■ **BLOCCO DI TESTO**:
I tedeschi iridati sono ancora nelle mani di Schön, ma hanno perso Müller, Overath, Breitner e Beckenbauer, la sensazione è che non sono più quelli di una volta. Stessa percezione la restituiscono gli orange, la rivoluzione del calcio totale è finita, non c’è Cruijff che ha scelto di non partecipare perché riflette su cosa fare della sua vita, e il gioco involve, ma la difesa è forte.
Poi ci sono i padroni di casa che ha una pressione pazzesca devono fornire un motivo valido ai tifosi per sorridere e soddisfare il regime. 
Prima del Mondiale, Videla accoglie l’albiceleste alla Casa Rosada, vuole un truppa di combattimento, una vittoria per il popolo argentino. Menotti, tecnico della squadra dal 1974, iscritto al partito comunista, sa di essere uno strumento di potere, ma non lascia perché ha un impegno morale verso i suoi e verso i cittadini. Crea una selección di spirito che fa affidamento su Passarella, il capitano, Gallego e sopratutto Kempes. Maradona resta fuori.

■ **RIGHE**:
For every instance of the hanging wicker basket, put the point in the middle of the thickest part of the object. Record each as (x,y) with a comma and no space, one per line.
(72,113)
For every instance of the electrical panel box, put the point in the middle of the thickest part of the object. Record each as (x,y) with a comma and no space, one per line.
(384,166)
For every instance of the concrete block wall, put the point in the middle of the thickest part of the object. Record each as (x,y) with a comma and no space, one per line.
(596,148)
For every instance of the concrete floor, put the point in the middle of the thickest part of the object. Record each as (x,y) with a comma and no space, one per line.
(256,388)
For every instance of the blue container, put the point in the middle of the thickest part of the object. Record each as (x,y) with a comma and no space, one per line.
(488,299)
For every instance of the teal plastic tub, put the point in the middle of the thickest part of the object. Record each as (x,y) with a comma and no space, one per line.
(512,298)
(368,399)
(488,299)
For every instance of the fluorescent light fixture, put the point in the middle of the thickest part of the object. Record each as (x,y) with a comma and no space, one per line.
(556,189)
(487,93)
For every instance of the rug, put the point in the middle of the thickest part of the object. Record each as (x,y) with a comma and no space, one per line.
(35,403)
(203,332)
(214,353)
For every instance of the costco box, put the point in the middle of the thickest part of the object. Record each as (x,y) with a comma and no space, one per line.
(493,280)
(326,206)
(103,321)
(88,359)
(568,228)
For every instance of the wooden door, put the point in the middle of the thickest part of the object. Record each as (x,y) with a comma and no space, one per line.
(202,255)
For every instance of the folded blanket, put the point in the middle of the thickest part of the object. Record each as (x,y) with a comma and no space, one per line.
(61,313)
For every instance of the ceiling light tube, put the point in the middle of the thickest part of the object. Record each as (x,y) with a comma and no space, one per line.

■ **OBIETTIVI**:
[A] Rispondi a queste domande sul testo del Mondiale:
(i) Nelle mani di chi sono ancora i tedeschi iridati?
(ii) Perché Cruijff ha scelto di non partecipare?
(iii) Da quale anno Menotti è tecnico della squadra?
[B] Converti le righe delle voci in una lista JSON di stringhe, a partire dalla riga che contiene "For every instance of the rug, put" e fino alla fine delle voci, estremi inclusi. Usa una stringa per ogni riga e tralascia le righe vuote.

■ **RISPOSTE ALL'ESERCIZIO**:
[A]
(i) Nelle mani di Schön.
(ii) Perché riflette su cosa fare della sua vita.
(iii) Dal 1974.

[B]
[
  "For every instance of the rug, put the point in the middle of the thickest part of the object. Record each as (x,y) with a comma and no space, one per line.",
  "(35,403)",
  "(203,332)",
  "(214,353)",
  "For every instance of the costco box, put the point in the middle of the thickest part of the object. Record each as (x,y) with a comma and no space, one per line.",
  "(493,280)",
  "(326,206)",
  "(103,321)",
  "(88,359)",
  "(568,228)",
  "For every instance of the wooden door, put the point in the middle of the thickest part of the object. Record each as (x,y) with a comma and no space, one per line.",
  "(202,255)",
  "For every instance of the folded blanket, put the point in the middle of the thickest part of the object. Record each as (x,y) with a comma and no space, one per line.",
  "(61,313)",
  "For every instance of the ceiling light tube, put the point in the middle of the thickest part of the object. Record each as (x,y) with a comma and no space, one per line."
]